▶ [EXCERPTED RECORDS]
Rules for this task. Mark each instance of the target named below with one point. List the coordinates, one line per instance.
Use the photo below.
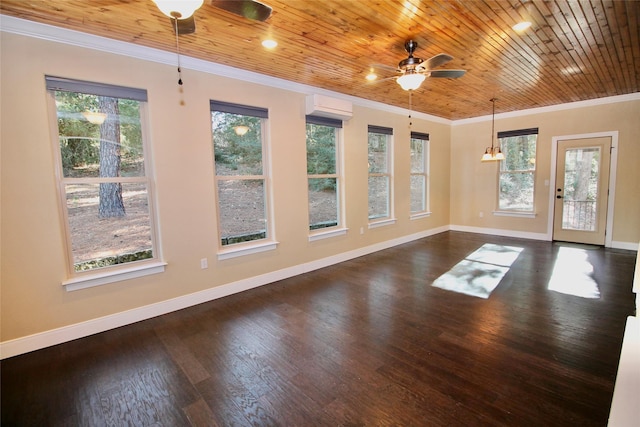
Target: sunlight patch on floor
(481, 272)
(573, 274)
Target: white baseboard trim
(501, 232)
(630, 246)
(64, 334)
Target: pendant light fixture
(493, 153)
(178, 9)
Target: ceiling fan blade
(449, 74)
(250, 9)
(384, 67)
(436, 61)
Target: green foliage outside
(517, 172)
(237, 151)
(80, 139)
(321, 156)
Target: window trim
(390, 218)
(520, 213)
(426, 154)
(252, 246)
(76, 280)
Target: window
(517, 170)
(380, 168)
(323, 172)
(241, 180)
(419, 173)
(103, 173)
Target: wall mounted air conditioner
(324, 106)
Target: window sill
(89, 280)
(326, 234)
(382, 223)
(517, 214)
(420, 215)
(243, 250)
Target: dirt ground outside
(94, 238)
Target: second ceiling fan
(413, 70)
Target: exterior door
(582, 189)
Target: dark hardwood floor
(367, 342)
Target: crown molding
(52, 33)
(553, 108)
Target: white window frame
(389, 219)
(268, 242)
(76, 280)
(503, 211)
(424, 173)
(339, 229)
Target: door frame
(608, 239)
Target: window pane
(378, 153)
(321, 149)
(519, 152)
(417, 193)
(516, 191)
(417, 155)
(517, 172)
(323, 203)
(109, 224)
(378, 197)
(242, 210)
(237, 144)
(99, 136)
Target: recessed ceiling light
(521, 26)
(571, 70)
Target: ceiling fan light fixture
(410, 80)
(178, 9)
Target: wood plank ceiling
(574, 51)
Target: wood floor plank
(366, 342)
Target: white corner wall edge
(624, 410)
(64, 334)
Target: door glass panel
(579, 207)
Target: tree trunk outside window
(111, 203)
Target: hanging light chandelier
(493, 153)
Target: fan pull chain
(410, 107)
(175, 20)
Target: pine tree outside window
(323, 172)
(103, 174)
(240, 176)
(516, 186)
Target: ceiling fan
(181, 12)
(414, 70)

==

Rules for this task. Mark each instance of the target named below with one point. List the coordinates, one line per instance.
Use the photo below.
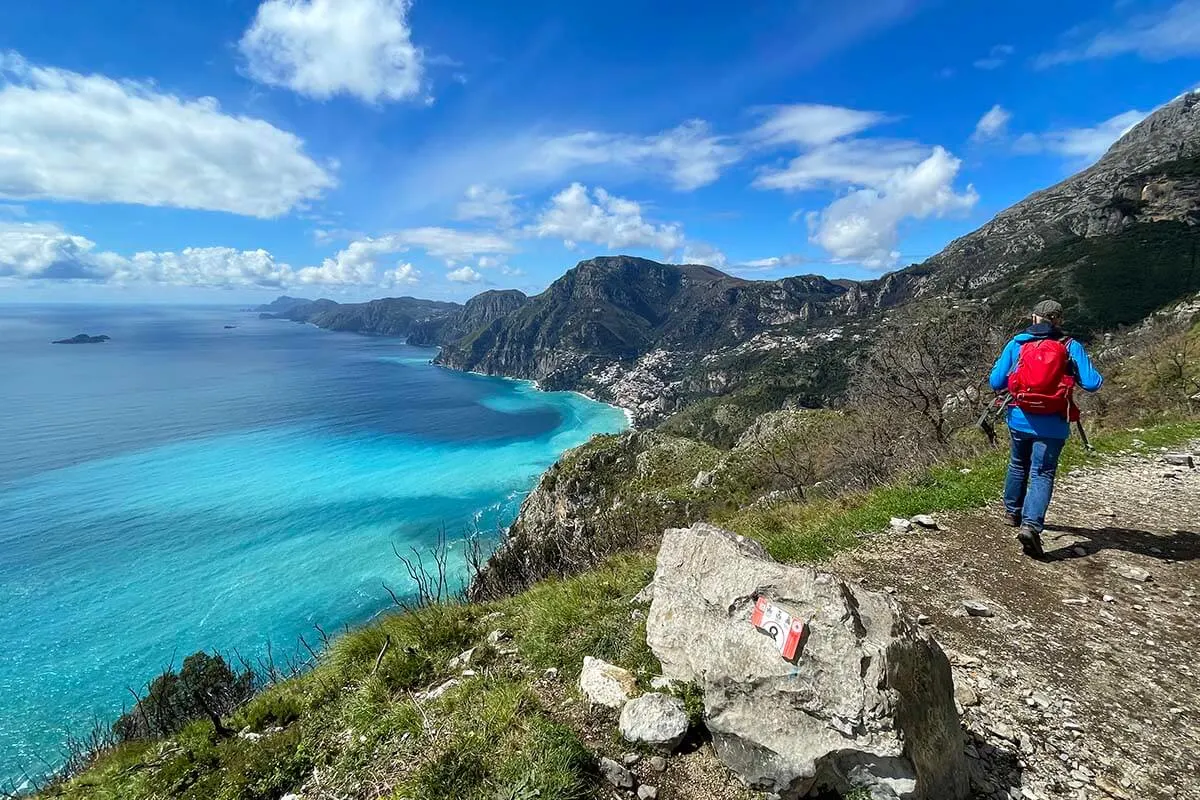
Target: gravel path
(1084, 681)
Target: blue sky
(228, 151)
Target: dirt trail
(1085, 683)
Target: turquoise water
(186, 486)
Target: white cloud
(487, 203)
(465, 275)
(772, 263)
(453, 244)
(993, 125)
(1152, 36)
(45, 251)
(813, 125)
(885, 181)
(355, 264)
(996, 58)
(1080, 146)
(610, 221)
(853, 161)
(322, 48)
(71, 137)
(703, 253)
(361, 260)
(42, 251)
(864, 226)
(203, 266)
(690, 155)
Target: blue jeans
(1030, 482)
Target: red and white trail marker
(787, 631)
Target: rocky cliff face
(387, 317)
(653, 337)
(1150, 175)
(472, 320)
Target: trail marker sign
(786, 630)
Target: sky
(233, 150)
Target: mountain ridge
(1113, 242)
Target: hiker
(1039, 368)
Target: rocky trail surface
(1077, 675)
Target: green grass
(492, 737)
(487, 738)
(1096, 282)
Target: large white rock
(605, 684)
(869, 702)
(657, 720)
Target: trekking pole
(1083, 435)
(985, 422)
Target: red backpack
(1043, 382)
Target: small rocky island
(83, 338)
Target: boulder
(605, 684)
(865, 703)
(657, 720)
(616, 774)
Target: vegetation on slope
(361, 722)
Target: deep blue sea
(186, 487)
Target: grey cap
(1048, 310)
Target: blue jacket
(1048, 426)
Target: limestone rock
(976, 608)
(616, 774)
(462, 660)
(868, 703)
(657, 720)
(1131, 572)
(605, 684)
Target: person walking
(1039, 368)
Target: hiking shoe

▶ [ACTION ITEM]
Every line above from the line with "Target: grey cap" to the line with "Target: hiking shoe", inclusive, must be returned exactly; no other line belongs in the reply.

▶ [ANSWER TO THE EXERCISE]
Target: grey cap
(1048, 310)
Target: blue jacket
(1048, 426)
Target: limestone rock
(976, 608)
(616, 774)
(462, 660)
(868, 703)
(657, 720)
(1131, 572)
(605, 684)
Target: person walking
(1039, 368)
Target: hiking shoe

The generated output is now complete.